What needs to be done: Take the entries that follow and return exactly the lines from the one holding "the whole rear" through the one holding "of the blonde", both included. Nothing else is needed.

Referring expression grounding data
○ ○ ○ ○ ○

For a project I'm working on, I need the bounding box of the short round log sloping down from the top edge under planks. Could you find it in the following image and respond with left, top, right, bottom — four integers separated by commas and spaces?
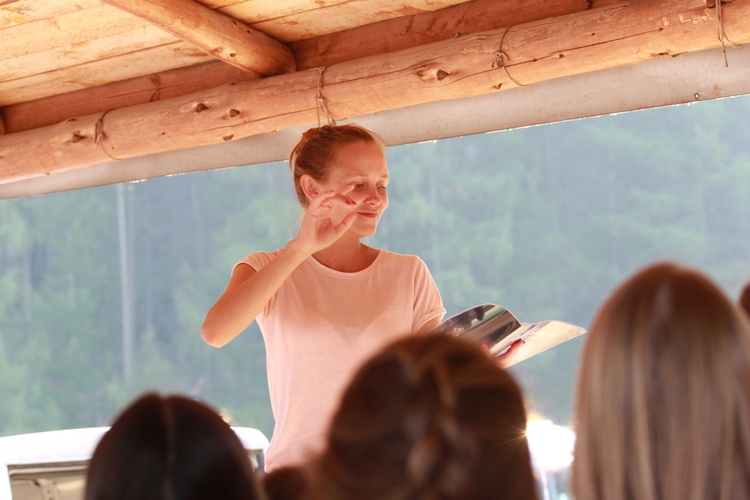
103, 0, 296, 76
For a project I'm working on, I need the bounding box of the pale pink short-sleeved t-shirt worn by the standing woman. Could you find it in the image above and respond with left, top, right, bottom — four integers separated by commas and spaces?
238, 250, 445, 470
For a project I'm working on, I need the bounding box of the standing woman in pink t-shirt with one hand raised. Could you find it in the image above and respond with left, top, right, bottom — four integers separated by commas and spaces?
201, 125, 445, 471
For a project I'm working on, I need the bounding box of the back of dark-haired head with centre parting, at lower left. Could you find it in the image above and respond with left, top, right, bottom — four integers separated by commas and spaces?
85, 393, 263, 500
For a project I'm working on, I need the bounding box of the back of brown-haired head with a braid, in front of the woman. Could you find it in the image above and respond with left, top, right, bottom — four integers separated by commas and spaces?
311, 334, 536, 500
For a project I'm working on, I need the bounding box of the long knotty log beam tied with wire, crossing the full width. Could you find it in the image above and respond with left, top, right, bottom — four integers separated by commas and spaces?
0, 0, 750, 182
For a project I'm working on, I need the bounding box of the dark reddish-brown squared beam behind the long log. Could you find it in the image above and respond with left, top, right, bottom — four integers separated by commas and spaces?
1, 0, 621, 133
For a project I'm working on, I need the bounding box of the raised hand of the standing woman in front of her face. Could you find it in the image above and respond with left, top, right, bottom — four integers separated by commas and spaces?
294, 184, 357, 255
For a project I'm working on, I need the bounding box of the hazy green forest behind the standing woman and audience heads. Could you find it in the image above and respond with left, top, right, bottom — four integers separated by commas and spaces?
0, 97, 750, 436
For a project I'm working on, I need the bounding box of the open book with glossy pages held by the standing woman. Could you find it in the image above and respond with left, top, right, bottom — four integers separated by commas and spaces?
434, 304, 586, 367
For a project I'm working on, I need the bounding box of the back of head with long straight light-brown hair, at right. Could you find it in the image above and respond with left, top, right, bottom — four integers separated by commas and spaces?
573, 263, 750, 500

○ ○ ○ ○ ○

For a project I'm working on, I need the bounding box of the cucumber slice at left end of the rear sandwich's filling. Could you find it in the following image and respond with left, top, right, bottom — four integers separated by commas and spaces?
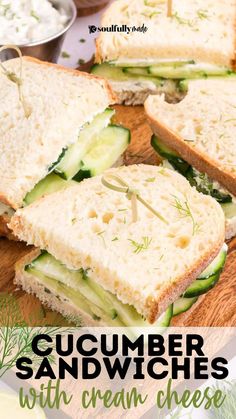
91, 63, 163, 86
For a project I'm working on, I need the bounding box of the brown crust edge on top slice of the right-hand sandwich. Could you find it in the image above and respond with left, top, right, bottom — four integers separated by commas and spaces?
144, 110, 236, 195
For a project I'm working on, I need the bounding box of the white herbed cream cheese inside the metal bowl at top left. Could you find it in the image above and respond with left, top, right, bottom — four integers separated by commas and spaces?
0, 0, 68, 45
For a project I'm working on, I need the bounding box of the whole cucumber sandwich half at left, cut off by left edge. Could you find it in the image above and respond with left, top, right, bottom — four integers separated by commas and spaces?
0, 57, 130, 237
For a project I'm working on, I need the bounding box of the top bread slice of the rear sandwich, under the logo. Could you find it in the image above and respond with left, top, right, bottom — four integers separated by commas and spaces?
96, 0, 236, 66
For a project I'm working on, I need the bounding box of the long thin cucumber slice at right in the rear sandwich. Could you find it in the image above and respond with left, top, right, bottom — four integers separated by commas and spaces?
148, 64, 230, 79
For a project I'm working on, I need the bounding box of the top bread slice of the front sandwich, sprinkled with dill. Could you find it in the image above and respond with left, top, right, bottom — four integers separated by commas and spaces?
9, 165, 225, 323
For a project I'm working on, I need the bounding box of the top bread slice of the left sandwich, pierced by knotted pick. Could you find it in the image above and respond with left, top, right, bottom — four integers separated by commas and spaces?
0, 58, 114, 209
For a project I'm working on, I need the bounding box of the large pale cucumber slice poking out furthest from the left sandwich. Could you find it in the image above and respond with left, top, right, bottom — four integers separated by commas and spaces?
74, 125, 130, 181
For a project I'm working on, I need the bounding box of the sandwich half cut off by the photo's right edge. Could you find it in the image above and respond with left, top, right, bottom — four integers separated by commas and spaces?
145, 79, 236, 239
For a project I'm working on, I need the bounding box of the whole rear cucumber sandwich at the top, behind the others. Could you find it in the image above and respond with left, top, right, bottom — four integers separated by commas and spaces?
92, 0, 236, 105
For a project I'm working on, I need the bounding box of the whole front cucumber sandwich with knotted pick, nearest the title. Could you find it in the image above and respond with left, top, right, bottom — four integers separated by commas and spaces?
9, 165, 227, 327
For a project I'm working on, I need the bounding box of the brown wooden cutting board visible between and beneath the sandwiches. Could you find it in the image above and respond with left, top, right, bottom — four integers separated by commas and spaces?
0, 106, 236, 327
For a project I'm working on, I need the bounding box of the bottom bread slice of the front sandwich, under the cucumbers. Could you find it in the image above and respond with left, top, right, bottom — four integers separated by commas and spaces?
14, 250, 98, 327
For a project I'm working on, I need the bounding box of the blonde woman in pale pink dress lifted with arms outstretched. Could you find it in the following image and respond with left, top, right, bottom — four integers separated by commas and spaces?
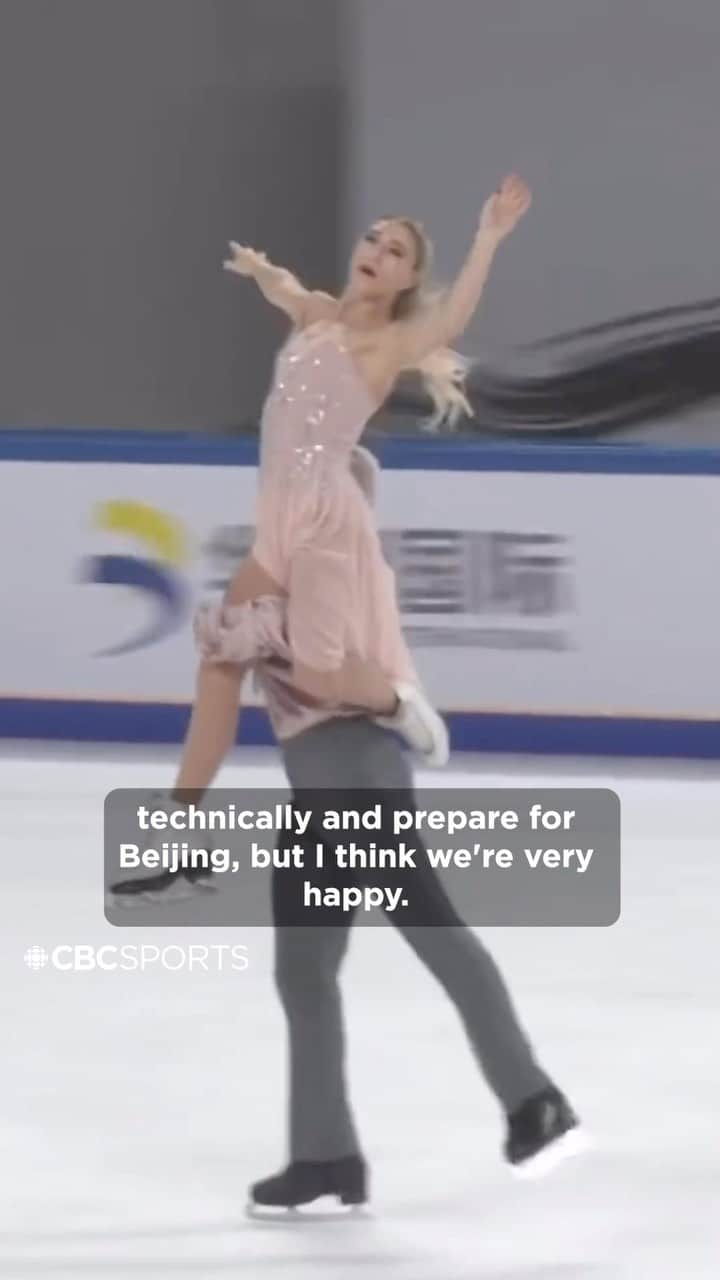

○ ○ ○ ○ ○

Solution:
For a project I'm working on, I need the bounding box of the whole rear cucumber sandwich at the top, behind the others. Could you find it in the image above and respond with left, top, right, bottom — four integers separated by commas and spaces?
92, 0, 236, 105
For a project I'm working on, I need the bounding box of the whole front cucumber sandwich with knotted pick, nearest the title. Could you find it in the image above and respond with left, top, right, bottom — four integers separated by commas and spaces?
9, 165, 227, 327
For a project I'm working on, I need the bounding box of the brown wooden cutting board visible between and beneath the sandwiches. Could you find it in the image above and respond with left, top, right, bottom — four integers separated by commas and spaces?
0, 106, 236, 327
For a project I'm working on, I need the bounding box of the bottom bread slice of the front sandwich, under the cucumbers. Could you find it in the image above and respond with left, top, right, bottom — four integers separated by commas and spaces?
14, 250, 98, 327
For a project I'm working on, I need the bounding box of the blonde woman in pale pink dress lifted with arms outstretched. Could you find it in the following image and respond with left, top, right, bottom — four integers separated by commas and spaces?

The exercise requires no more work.